## Task to complete
Whatever appears in the records apart from pictures must be reproduced exactly.

▼

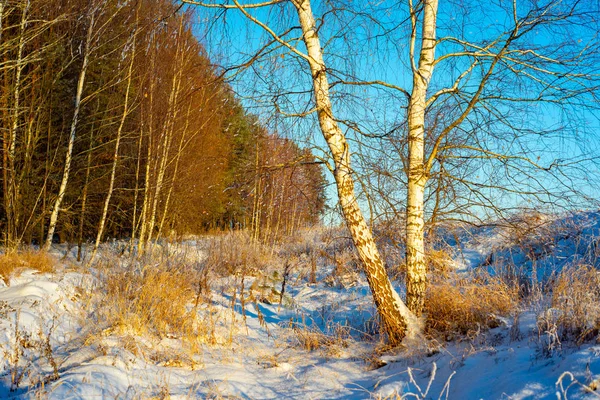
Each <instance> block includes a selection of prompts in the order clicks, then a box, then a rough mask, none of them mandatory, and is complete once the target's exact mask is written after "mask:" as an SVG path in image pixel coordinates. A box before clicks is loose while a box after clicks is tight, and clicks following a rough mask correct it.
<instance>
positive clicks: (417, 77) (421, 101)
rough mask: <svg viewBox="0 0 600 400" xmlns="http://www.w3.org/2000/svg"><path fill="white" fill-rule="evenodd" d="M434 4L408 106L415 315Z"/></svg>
mask: <svg viewBox="0 0 600 400" xmlns="http://www.w3.org/2000/svg"><path fill="white" fill-rule="evenodd" d="M437 5H438V1H437V0H426V1H425V2H424V4H423V28H422V34H421V50H420V55H419V64H418V68H417V69H413V90H412V94H411V98H410V103H409V107H408V192H407V198H406V266H407V276H406V303H407V306H408V308H409V309H410V310H411V311H412V312H413V313H414V314H415V315H417V316H420V315H421V314H422V312H423V307H424V304H425V291H426V290H427V265H426V262H425V220H424V215H423V212H424V194H425V184H426V183H427V179H428V176H427V172H426V169H425V164H424V159H425V108H426V100H427V97H426V96H427V87H428V85H429V81H430V79H431V74H432V72H433V62H434V59H435V44H436V42H435V40H436V33H435V31H436V15H437ZM411 12H412V10H411ZM413 23H414V22H413ZM413 43H414V42H413ZM413 50H414V48H413ZM411 54H413V52H411ZM411 62H412V60H411Z"/></svg>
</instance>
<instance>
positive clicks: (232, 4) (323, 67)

▲

## Written response
Each <instance> block includes a selection of prompts in the order clicks, then a box, then a rough mask, none of them mandatory, and is complete once the target's exact mask is written after "mask:" as an SVG path in image pixel coordinates. A box before clicks is loose while a box after clicks is tight, and clicks following a rough mask correct it.
<instance>
positive clicks: (417, 77) (421, 101)
rough mask: <svg viewBox="0 0 600 400" xmlns="http://www.w3.org/2000/svg"><path fill="white" fill-rule="evenodd" d="M434 4L408 106L415 315Z"/></svg>
mask: <svg viewBox="0 0 600 400" xmlns="http://www.w3.org/2000/svg"><path fill="white" fill-rule="evenodd" d="M437 5H438V1H437V0H426V1H425V2H424V4H423V28H422V34H421V50H420V55H419V64H418V68H417V69H413V90H412V94H411V98H410V103H409V107H408V192H407V198H406V266H407V276H406V303H407V306H408V308H409V309H410V310H411V311H412V312H413V313H414V314H415V315H417V316H420V315H421V314H422V312H423V307H424V304H425V291H426V290H427V265H426V262H425V220H424V215H423V212H424V194H425V184H426V183H427V179H428V176H427V172H426V169H425V164H424V159H425V108H426V100H427V97H426V96H427V87H428V85H429V81H430V79H431V74H432V72H433V62H434V59H435V44H436V42H435V40H436V33H435V31H436V15H437ZM411 12H412V10H411ZM413 23H414V22H413ZM413 43H414V42H413ZM413 50H414V48H413ZM411 54H413V52H411ZM411 62H412V60H411Z"/></svg>
</instance>
<instance>
positive clicks: (232, 4) (323, 67)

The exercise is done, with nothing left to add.